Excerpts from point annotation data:
** Start **

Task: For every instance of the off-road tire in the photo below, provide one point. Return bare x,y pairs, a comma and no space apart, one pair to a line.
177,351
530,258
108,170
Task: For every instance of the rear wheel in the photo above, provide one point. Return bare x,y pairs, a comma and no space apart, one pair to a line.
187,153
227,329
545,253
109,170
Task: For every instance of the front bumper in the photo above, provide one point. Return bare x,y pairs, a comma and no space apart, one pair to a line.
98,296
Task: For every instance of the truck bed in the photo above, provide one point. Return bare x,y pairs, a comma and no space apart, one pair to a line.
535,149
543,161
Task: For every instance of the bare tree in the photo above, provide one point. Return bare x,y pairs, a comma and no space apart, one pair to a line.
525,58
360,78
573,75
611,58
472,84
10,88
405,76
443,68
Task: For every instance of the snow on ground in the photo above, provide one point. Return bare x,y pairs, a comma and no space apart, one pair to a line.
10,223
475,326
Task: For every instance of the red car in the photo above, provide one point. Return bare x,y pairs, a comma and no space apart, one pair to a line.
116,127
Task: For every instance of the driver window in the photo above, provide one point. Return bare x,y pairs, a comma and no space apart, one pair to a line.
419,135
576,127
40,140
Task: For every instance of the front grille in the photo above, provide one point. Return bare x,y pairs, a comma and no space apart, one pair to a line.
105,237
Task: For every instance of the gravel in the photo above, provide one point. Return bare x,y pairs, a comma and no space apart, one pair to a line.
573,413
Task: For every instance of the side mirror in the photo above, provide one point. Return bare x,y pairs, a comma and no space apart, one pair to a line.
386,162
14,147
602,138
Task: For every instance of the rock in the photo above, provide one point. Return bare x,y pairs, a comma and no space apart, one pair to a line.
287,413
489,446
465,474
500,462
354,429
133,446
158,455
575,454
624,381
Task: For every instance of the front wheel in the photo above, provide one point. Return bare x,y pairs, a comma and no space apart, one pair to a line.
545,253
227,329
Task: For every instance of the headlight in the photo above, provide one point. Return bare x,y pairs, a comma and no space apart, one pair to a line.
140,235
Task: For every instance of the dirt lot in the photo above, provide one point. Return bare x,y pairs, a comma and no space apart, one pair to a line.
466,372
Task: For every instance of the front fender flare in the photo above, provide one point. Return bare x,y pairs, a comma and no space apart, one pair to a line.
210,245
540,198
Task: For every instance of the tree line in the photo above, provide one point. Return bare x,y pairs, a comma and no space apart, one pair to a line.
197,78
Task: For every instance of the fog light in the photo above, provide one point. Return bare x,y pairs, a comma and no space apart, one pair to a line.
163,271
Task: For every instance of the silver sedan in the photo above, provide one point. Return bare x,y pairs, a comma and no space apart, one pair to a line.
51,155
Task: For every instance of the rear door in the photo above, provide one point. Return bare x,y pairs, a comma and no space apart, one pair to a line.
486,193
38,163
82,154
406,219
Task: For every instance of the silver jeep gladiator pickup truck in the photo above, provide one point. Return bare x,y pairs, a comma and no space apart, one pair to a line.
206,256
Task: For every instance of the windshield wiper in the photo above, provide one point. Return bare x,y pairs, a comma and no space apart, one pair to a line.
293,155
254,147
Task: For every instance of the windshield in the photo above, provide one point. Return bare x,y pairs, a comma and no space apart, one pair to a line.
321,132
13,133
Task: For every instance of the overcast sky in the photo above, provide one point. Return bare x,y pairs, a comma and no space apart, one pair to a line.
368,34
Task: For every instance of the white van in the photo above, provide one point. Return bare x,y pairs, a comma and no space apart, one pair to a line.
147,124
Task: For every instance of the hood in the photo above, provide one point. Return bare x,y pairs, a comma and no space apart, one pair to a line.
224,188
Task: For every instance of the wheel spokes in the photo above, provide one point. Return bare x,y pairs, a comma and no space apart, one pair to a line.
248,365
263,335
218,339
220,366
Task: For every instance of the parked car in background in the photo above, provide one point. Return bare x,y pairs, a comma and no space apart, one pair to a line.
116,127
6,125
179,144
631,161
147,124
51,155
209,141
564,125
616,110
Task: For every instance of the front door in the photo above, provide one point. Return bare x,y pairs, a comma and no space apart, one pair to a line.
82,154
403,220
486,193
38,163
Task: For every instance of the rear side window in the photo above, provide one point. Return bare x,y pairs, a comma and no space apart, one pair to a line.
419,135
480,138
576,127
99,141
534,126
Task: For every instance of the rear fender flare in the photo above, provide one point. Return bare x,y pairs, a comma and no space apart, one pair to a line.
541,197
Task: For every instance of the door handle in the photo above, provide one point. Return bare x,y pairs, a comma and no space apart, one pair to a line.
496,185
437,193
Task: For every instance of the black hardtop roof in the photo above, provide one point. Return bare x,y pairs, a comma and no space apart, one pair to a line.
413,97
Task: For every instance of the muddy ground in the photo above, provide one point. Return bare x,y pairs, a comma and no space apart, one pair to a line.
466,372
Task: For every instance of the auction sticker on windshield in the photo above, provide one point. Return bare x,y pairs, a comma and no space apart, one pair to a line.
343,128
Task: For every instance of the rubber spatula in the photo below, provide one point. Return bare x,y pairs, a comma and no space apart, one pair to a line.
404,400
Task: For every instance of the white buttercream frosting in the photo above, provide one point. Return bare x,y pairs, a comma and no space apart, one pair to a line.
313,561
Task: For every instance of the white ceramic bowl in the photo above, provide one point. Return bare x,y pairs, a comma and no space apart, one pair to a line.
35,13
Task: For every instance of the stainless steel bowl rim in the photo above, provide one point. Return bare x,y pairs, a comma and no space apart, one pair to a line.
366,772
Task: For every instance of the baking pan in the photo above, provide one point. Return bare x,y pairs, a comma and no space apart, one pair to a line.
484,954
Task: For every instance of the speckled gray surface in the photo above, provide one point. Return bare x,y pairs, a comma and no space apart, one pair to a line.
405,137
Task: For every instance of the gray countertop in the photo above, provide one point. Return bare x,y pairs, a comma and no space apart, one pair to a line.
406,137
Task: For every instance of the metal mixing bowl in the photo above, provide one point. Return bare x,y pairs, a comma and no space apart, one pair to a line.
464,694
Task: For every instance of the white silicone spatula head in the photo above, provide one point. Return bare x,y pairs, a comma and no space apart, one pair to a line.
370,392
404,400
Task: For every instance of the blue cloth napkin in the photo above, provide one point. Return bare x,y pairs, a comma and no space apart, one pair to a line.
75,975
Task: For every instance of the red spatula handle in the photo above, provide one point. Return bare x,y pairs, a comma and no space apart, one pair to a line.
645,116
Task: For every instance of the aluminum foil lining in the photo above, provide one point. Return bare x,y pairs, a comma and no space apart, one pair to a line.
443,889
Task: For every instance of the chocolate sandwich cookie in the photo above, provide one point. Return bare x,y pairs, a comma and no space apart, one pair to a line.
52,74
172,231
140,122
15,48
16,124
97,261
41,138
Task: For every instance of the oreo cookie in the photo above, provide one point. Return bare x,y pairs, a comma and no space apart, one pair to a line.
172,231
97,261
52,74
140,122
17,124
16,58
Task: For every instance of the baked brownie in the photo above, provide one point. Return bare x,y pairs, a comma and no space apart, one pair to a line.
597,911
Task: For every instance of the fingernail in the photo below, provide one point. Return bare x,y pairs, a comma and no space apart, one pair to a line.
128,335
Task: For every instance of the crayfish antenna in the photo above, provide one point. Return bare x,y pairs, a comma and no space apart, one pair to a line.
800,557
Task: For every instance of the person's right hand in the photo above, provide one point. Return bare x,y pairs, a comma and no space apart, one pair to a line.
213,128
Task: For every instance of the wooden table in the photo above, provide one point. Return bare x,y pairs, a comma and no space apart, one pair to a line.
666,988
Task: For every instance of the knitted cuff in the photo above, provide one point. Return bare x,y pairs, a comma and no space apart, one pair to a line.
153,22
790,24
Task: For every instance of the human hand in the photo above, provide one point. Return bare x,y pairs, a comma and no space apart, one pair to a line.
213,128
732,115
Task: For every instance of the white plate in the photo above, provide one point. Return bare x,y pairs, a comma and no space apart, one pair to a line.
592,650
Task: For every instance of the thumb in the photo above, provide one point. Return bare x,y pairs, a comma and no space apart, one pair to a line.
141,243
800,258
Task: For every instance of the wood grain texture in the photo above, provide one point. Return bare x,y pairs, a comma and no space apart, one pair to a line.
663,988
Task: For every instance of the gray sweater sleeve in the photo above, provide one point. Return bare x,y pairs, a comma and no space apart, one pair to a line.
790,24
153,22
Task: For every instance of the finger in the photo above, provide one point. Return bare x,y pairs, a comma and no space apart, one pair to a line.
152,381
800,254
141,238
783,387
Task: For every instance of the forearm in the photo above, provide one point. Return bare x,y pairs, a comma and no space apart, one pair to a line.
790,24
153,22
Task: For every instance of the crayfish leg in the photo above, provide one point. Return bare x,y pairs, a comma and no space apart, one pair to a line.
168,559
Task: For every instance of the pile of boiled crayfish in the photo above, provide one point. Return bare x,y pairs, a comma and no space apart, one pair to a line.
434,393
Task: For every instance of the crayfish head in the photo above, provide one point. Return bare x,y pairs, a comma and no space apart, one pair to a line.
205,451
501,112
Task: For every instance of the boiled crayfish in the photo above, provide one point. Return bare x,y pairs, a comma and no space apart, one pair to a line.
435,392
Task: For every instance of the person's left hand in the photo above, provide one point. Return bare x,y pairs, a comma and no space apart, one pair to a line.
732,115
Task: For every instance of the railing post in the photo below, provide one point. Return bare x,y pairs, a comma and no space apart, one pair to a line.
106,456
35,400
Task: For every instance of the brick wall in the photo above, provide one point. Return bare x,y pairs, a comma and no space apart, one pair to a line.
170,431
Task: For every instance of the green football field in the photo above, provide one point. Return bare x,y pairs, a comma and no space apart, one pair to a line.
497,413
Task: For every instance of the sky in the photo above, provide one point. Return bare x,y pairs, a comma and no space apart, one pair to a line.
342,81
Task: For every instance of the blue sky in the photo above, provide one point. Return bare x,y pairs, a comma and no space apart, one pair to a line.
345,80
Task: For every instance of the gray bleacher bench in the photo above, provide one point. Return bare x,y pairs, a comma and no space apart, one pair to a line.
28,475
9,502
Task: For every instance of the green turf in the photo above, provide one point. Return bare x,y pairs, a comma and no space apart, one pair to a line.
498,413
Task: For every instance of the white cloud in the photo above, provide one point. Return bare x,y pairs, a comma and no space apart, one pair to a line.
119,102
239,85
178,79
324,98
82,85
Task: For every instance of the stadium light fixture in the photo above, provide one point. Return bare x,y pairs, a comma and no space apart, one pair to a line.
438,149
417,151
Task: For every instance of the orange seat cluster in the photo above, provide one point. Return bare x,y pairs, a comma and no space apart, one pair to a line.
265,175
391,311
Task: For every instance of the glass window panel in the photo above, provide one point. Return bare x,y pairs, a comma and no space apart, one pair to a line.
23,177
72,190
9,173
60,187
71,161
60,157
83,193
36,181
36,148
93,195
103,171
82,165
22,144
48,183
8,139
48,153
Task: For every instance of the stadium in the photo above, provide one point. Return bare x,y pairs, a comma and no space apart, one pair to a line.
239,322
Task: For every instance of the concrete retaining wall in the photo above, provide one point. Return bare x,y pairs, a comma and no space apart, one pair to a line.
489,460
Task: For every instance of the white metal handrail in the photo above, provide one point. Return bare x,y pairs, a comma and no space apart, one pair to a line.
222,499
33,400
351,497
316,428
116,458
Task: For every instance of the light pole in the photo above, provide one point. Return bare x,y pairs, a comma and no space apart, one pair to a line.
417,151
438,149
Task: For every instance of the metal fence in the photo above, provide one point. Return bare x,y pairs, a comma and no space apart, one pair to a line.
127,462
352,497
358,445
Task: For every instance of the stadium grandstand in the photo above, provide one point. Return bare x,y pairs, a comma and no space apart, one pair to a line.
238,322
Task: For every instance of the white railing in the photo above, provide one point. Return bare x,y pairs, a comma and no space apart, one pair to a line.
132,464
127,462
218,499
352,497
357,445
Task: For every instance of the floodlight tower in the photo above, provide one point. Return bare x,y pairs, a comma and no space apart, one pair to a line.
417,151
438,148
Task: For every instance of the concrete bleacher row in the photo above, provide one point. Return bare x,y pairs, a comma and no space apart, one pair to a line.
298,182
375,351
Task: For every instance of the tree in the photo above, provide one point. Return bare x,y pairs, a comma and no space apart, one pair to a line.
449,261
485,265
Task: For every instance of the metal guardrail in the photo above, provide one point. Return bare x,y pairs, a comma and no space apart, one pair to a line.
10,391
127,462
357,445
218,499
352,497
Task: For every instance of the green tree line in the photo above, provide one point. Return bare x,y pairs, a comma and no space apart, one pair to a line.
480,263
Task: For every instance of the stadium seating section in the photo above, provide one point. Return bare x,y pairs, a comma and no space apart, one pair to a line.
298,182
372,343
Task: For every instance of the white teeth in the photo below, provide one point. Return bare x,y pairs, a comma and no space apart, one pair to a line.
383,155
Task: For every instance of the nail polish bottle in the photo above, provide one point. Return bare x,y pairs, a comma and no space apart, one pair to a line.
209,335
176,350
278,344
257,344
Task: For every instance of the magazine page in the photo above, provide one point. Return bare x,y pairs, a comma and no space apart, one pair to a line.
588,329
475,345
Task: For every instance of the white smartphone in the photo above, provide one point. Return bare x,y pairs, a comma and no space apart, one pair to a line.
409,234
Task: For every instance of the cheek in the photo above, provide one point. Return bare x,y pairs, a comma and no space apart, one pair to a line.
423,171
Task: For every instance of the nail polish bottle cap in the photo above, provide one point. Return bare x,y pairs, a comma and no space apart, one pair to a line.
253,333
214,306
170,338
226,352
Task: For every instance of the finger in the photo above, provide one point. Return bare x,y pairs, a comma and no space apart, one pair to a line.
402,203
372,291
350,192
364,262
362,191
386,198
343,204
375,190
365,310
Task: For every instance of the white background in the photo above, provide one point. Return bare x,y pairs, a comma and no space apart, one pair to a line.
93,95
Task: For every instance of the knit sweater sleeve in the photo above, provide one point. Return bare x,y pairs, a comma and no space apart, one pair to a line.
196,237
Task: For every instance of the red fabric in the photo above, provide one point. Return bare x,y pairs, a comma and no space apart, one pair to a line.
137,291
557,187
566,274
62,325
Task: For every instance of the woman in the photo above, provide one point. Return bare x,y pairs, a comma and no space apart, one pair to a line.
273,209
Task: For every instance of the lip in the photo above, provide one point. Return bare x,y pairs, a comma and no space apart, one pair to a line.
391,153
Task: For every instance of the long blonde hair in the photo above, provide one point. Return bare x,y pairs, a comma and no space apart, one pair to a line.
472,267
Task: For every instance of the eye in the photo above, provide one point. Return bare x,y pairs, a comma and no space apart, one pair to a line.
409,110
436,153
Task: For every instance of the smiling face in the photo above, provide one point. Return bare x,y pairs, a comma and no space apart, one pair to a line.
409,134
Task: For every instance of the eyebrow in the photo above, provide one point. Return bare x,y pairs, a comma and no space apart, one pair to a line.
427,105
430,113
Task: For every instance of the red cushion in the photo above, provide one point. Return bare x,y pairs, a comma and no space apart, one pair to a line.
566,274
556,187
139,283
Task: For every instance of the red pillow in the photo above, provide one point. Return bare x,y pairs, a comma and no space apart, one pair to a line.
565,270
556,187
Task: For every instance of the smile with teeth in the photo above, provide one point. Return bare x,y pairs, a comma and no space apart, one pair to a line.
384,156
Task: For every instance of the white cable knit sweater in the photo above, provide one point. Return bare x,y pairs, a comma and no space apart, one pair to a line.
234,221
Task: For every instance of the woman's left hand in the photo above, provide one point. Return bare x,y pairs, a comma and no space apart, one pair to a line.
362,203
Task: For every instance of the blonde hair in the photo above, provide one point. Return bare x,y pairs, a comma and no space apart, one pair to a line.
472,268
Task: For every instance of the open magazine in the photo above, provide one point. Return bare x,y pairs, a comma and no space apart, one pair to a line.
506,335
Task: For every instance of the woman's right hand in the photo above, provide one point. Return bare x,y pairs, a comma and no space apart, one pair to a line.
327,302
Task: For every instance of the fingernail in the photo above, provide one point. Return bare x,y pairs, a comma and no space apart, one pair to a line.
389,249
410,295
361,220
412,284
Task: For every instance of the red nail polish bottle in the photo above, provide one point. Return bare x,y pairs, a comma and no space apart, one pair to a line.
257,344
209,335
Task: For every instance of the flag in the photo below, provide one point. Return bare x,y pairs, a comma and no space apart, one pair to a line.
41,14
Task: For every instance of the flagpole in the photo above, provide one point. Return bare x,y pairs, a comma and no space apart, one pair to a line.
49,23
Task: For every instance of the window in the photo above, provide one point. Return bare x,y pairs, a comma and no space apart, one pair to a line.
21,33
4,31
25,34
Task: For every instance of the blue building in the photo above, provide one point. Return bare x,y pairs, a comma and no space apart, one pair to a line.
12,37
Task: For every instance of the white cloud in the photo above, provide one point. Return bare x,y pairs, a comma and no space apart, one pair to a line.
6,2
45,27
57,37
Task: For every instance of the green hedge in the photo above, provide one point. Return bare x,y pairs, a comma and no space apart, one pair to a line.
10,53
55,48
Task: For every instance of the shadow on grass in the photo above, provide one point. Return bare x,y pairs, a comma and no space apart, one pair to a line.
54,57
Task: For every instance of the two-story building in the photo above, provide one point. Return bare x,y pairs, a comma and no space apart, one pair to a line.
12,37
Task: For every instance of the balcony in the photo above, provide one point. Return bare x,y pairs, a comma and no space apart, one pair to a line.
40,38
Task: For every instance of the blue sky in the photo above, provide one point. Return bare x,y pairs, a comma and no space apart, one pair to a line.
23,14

** End **

» **Objective**
Retype only the lines running from the line with "Task: For every instance of the green hedge" to the end of the listing, including both of those lines.

» **Output of the exercise**
Task: For every instance of the green hedge in the photo above, provide one point. Return bare x,y pairs, a comma and no space apart, one pair to a line.
10,53
55,48
Task: For every instance of the shadow on grass in the photo above, provide one point. Return bare x,y pairs, a comma and no space apart, one pair to a line.
54,57
Task: For every instance of the two-story building in the photo above, provide one point. Return bare x,y pairs, a comma and no space apart, one pair to a line.
12,37
Task: For every instance of the balcony in the photo above, provide one point. Return bare x,y pairs, a comma and no space apart, one pair to a line.
40,38
Task: For every instance of the blue sky in the photo above, provide one point. Return bare x,y pairs, a comma and no space apart, one pair to a line.
23,14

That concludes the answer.